▶ [What this exercise asks]
a: According to the passage on St. Joseph's hospital finances, in what year did the new oncology program open?
b: Return the stretch of the passage on St. Joseph's hospital finances from "Board members and" through "its primary market.", copied word for word.
c: Extend the passage on St. Joseph's hospital finances, picking up after its final sentence.

[Opening Source document section]

Board members and community residents had thought for years that St. Joseph's financial problems could be eased if more area residents would get health care in Dickinson instead of going somewhere else. And they thought St. Joseph's primary market could support an oncology center to save people from traveling great distances for cancer treatment.

CEO Claudia Eisenmann, after analyzing St. Joseph's finances, said the hospital is getting the lion's share of patients in its primary market.

The decision to open the cancer center was based on national statistics, Eisenmann said, and not on regional figures that reflected St. Joseph's market. By the time the new oncology program opened in a new addition in 2000, the reimbursements for cancer treatment were basically slashed in half.

"My first reaction was kind of like 'Oh, my goodness, where are we going to go now?' because it was a surprise," St. Joseph's board President Nancy Johnson said. "Basically, we understood if we could get a surgeon, we could be moving along in the right direction. It was surprising to me that we are in that kind of a struggle."

Board Treasurer Tom Ribb, who has served on the hospital's Finance Committee for about three years, said board members were "operating under some assumptions that apparently are not valid."

[Closing Source document section]
[Opening Extracted material section]

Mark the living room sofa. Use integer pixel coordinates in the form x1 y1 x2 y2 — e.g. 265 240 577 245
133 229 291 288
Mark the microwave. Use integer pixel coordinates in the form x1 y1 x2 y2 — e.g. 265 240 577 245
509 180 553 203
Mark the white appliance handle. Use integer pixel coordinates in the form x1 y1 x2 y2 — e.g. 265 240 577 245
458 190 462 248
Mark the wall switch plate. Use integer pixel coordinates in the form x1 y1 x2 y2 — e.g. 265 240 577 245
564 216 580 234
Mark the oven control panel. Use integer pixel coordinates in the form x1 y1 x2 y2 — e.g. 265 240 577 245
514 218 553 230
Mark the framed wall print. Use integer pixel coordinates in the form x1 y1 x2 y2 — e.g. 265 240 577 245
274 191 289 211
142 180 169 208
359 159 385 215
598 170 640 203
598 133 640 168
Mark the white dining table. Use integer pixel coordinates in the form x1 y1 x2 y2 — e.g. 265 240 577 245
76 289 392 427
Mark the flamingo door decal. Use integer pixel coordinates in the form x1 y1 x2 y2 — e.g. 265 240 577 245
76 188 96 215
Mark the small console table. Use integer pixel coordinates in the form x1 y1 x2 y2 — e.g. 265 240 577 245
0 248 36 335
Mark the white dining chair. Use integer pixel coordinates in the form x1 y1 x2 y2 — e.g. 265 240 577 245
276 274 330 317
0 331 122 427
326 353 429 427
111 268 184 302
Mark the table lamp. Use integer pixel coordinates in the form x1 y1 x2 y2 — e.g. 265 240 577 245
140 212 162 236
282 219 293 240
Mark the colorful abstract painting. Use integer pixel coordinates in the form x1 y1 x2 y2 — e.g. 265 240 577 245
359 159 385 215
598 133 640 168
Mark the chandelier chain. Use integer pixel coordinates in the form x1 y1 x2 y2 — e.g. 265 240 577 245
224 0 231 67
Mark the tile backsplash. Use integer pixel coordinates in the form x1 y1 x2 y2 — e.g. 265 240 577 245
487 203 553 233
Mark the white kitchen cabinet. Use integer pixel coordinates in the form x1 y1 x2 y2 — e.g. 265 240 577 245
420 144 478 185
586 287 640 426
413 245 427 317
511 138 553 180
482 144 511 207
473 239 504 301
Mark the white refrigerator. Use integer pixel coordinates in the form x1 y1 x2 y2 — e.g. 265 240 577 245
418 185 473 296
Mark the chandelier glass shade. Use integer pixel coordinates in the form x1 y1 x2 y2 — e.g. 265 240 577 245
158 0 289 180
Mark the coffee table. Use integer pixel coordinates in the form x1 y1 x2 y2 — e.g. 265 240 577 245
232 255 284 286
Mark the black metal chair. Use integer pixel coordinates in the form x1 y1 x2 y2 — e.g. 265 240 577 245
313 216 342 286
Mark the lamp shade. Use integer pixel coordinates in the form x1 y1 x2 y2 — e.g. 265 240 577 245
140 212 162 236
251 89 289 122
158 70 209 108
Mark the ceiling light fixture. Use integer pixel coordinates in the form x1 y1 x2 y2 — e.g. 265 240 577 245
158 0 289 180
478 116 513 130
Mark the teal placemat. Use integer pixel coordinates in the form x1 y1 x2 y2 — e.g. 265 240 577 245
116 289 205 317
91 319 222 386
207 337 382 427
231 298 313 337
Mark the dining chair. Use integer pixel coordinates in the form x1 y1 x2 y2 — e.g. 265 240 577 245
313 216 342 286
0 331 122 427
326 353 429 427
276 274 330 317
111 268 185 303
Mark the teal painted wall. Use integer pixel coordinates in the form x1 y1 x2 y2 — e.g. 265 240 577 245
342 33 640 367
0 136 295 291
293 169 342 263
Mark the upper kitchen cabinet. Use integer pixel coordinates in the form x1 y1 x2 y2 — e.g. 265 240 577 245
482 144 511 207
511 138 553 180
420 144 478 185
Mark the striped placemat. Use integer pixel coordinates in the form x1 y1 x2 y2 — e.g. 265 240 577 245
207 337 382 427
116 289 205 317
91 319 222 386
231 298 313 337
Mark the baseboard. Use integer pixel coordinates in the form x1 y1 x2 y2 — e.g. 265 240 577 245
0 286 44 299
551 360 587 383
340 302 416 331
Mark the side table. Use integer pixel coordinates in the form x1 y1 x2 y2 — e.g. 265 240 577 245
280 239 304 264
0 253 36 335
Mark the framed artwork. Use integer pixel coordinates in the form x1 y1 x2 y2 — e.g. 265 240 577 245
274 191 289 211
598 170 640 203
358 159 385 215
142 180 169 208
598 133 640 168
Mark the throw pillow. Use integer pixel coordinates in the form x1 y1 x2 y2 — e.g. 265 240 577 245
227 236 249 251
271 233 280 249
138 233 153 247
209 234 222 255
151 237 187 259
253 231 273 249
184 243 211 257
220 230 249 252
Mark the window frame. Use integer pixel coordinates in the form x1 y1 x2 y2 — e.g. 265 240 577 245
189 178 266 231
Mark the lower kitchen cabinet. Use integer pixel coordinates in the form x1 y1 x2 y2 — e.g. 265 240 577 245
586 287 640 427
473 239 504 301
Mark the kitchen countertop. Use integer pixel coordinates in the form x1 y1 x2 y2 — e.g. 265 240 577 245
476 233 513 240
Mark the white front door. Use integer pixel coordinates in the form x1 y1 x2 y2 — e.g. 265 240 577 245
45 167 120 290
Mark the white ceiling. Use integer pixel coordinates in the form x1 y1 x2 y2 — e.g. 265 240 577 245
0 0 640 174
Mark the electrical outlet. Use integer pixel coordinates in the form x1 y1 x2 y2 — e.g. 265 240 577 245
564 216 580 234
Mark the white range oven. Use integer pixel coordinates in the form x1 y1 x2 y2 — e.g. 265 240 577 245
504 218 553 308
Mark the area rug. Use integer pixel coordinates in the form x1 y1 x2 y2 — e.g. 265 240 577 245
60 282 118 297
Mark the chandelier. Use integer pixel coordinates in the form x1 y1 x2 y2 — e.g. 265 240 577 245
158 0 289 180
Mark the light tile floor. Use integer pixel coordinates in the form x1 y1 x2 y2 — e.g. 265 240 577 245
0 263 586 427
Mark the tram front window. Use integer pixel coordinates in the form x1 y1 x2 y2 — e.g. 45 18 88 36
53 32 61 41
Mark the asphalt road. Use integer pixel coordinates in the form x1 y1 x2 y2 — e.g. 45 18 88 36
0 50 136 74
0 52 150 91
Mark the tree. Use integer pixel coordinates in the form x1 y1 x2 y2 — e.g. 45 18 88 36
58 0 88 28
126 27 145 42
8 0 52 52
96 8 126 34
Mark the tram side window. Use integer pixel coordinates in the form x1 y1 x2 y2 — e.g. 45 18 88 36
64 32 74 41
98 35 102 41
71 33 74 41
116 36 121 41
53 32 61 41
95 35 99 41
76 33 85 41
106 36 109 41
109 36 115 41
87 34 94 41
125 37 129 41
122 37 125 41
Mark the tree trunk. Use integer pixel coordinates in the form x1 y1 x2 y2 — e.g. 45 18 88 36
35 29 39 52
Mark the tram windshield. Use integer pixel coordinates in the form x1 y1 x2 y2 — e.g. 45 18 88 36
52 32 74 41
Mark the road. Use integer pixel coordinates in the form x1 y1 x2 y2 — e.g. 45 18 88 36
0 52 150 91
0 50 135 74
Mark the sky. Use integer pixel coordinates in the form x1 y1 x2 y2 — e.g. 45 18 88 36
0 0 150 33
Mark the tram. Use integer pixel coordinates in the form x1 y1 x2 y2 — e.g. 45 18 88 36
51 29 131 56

[Closing Extracted material section]

▶ [Answers given]
a: 2000

b:
Board members and community residents had thought for years that St. Joseph's financial problems could be eased if more area residents would get health care in Dickinson instead of going somewhere else. And they thought St. Joseph's primary market could support an oncology center to save people from traveling great distances for cancer treatment.

CEO Claudia Eisenmann, after analyzing St. Joseph's finances, said the hospital is getting the lion's share of patients in its primary market.

c:
"We certainly have been looking at the data incorrectly," Board Vice President Guy Moos said. "And she (Eisenmann) certainly presented a different way to look at it and seemed to make some common sense as to why things are the way they are."

Eisenmann told the board that the oncology program adds $900,000 a year in red ink. The hospital's operating loss since 2002 is projected at $13.2 million through the end of this month.

St. Joseph's hospital, owned by Catholic Health Initiatives in Denver, has purchased fewer supplies, held back salary increases and made other belt-tightening moves.

"Prior administrators had strengths in a lot of other areas, but I don't think they had a real strength in marketing, the data analysis," Moos said.

Board members looked at the budget for the new fiscal year that starts July 1, and at areas for change, he said.

"The recommendation was more or less to address the cancer care center as the Number 1 thing we had to deal with," Moos said.

"It was an emotional part of the meeting that we had when we addressed the actually closure," he said. "All we can really say is, we certainly put forth a grand effort to make it work. "

The community did benefit a great deal in terms of just the charity care while it was open."

A spokesman for Catholic Health Initiatives did not immediately return a phone call seeking comment.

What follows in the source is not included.